--- Begin WORKING DATA ---

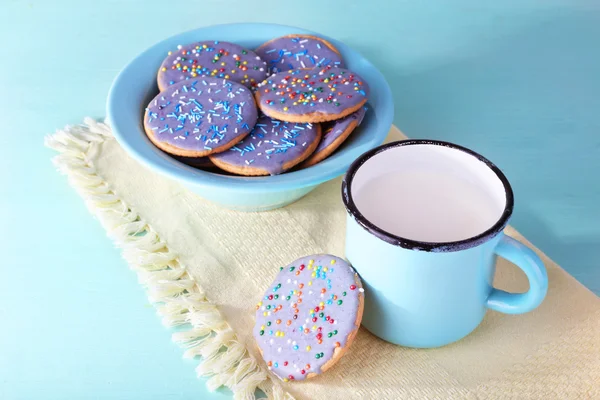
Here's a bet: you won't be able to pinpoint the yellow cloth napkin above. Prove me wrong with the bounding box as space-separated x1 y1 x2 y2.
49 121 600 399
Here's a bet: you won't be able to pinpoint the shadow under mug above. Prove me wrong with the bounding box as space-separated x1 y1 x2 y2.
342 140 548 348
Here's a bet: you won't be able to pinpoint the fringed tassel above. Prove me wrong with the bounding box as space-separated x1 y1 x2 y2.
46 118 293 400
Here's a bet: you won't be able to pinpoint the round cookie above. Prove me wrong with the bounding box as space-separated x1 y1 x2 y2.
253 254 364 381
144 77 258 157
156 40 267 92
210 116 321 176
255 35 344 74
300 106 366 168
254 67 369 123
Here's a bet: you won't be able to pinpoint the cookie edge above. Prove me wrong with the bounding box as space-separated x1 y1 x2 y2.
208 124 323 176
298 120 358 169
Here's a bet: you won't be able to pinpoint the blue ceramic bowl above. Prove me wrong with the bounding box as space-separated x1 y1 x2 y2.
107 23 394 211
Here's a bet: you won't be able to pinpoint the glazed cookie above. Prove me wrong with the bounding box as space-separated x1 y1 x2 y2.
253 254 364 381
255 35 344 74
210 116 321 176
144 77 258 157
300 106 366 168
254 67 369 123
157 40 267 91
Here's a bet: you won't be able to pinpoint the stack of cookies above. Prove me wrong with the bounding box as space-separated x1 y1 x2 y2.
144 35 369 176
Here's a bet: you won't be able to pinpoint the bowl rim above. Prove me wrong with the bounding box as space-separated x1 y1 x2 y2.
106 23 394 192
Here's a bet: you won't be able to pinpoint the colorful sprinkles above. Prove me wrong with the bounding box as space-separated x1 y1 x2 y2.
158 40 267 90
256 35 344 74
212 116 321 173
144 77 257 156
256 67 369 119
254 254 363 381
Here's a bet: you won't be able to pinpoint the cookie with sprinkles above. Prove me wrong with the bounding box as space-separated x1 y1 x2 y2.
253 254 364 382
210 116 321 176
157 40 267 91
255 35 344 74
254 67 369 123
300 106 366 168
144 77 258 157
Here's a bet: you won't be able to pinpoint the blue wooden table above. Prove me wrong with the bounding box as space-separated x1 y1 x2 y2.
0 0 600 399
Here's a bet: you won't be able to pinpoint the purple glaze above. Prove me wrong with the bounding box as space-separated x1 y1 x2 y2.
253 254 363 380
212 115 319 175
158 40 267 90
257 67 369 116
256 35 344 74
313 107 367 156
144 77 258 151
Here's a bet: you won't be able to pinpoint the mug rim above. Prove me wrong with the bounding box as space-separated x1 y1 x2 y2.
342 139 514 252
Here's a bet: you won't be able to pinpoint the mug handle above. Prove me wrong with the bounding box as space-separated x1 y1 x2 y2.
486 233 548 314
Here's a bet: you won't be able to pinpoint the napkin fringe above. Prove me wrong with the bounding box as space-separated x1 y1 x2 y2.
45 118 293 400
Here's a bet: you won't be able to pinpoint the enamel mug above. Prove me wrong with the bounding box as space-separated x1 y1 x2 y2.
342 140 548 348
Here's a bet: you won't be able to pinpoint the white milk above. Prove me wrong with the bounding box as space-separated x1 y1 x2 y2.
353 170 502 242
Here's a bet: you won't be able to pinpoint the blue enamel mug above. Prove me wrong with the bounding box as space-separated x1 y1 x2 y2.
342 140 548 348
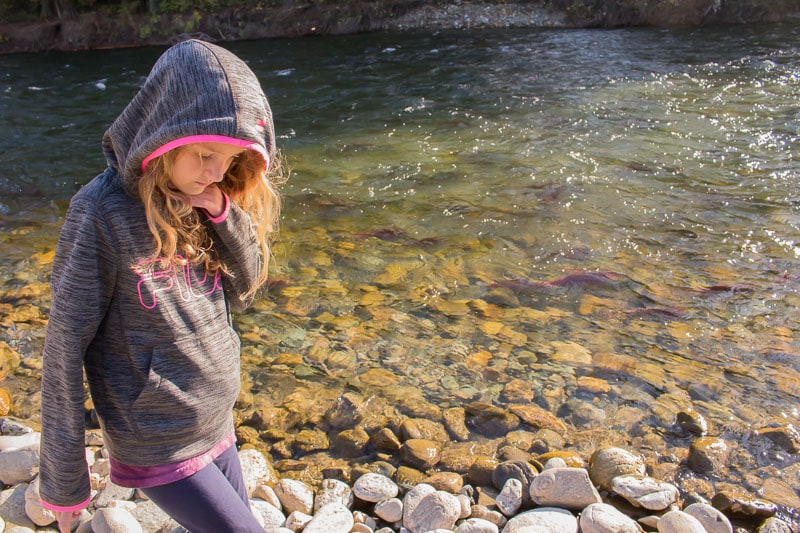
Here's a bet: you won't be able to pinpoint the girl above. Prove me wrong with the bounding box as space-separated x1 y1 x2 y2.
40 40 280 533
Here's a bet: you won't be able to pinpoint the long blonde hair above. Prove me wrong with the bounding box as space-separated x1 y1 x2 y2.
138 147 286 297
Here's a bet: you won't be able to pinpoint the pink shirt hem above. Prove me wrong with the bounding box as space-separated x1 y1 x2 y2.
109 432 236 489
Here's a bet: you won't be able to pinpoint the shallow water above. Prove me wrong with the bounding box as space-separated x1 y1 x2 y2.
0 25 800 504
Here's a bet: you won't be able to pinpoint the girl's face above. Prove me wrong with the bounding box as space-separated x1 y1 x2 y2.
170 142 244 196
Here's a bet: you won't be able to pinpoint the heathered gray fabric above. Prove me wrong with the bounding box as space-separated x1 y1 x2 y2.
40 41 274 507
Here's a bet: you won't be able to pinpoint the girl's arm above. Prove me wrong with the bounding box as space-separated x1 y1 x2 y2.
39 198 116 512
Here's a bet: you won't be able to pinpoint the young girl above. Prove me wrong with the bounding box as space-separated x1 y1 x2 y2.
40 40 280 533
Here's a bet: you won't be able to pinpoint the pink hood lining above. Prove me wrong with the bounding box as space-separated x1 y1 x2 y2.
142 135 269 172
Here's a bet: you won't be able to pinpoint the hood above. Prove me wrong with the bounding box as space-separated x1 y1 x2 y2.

--- End WORKING DATA ---
--- Begin WORKING DATA ---

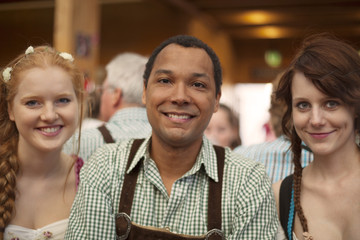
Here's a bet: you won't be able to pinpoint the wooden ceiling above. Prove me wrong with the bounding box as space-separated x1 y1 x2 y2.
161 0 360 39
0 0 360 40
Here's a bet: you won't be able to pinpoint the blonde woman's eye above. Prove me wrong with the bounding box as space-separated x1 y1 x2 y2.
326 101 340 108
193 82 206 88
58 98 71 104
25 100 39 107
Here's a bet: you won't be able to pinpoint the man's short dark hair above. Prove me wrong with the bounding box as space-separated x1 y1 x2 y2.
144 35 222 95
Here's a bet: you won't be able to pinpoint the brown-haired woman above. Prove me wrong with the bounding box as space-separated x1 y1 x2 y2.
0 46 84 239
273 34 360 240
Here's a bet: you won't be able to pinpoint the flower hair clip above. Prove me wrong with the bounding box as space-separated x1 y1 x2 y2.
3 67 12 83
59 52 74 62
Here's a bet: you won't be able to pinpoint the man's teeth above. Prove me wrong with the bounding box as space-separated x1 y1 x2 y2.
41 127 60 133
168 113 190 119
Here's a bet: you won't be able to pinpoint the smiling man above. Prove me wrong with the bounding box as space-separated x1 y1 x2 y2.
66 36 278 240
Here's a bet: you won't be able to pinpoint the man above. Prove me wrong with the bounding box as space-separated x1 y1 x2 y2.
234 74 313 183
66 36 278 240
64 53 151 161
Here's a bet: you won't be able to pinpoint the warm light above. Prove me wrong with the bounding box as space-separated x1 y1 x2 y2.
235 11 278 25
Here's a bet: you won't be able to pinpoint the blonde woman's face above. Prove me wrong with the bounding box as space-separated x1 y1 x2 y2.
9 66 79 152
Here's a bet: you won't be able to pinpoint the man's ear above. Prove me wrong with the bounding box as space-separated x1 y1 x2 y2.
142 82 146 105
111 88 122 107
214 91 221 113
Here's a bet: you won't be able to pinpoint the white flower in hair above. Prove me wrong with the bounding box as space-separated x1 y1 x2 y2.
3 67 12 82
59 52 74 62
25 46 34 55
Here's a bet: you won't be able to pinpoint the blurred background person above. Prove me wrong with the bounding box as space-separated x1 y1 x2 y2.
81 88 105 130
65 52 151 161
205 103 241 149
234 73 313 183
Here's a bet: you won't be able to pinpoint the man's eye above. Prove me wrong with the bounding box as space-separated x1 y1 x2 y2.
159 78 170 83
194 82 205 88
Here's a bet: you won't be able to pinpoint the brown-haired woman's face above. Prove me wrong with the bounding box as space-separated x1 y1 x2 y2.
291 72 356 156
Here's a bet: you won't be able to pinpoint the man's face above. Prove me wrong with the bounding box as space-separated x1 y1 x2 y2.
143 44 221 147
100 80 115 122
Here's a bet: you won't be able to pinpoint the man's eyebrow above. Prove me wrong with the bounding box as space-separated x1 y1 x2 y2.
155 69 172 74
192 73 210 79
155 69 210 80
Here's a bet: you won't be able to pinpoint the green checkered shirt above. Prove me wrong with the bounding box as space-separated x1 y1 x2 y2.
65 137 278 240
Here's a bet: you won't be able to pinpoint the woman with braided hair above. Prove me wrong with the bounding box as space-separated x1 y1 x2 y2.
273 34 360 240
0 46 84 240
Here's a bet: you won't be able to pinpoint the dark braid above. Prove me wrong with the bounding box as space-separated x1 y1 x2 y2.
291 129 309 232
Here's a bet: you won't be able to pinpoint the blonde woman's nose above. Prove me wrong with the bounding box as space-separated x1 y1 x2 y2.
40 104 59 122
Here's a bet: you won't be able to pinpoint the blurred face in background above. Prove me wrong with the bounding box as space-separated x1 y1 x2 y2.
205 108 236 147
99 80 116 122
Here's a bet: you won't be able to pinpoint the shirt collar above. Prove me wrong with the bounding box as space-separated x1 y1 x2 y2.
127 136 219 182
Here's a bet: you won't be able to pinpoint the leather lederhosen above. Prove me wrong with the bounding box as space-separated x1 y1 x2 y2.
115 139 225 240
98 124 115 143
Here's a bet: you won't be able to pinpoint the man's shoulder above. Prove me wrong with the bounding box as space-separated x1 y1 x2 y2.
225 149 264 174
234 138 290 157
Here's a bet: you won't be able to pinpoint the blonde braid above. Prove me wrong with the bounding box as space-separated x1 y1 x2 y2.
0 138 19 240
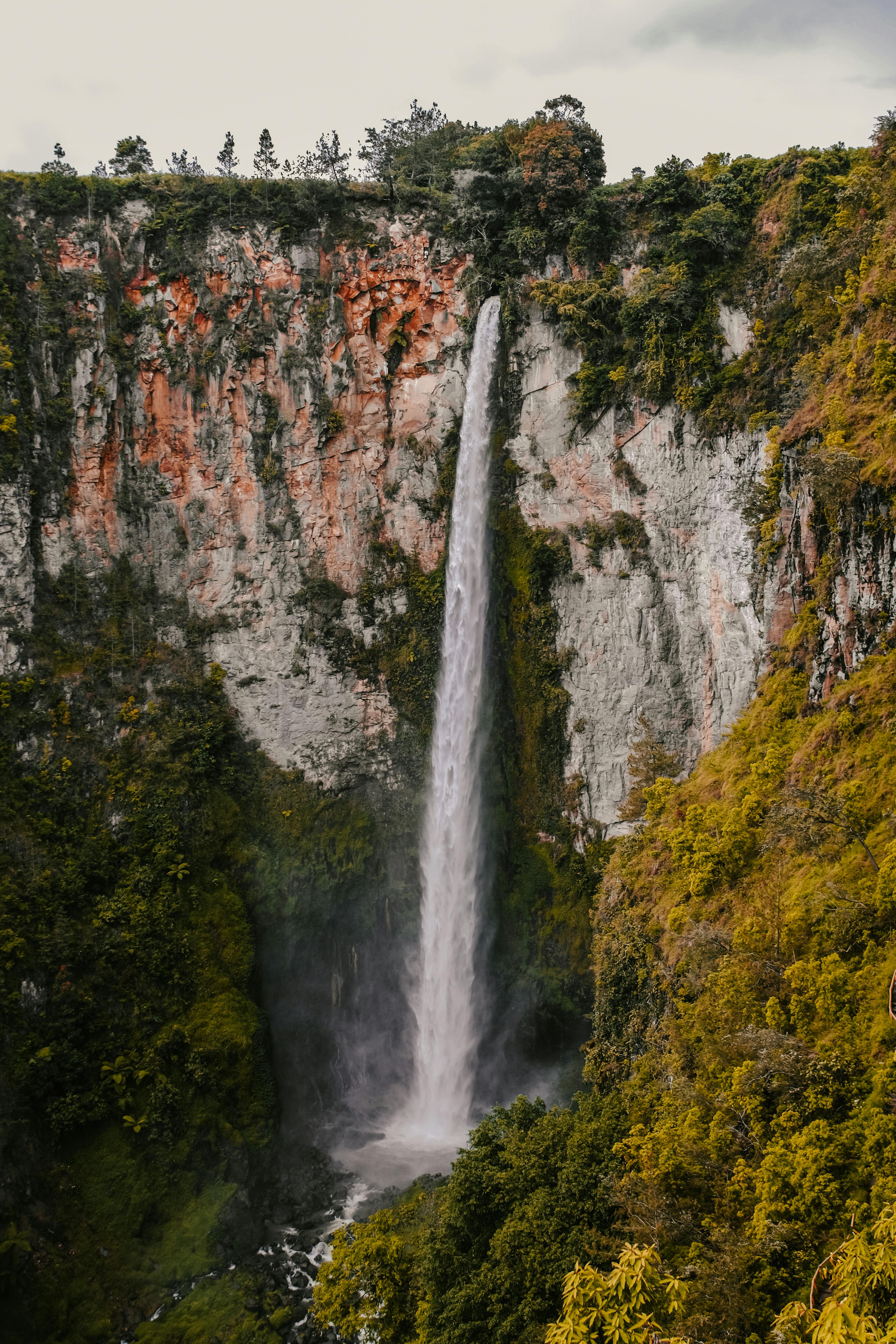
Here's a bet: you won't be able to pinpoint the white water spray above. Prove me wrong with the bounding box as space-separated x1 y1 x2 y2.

--- End WORKING DATA ---

**EXERCISE**
Reproduce the material verbatim, beginning at the line that contains "Here's a bet: you won't be able to pinpoint the leather" and stopping after the line that contains "the white water". Omit the pictures from your answer.

**TASK RESULT**
Here's a bet: you won't be able to pinpoint the leather lederhosen above. Prove me wrong with the bounding box as space-separated x1 y1 x2 y2.
115 139 225 240
98 124 115 143
Here's a bet: you won't be able to pinpoint the man's shoulder above. Prove me wrong with the bounding box as space-separated x1 y1 x2 y2.
225 149 264 174
234 138 290 157
Here's a bet: you won't be able to pinpoint the blonde braid above. Prove me wrong with the bounding box as space-separated x1 y1 x2 y2.
0 138 19 240
Here's a bet: you won't be able to pinpoint the white water spray above. Prove me wrong with the bounding box as space-separated x1 y1 x2 y2.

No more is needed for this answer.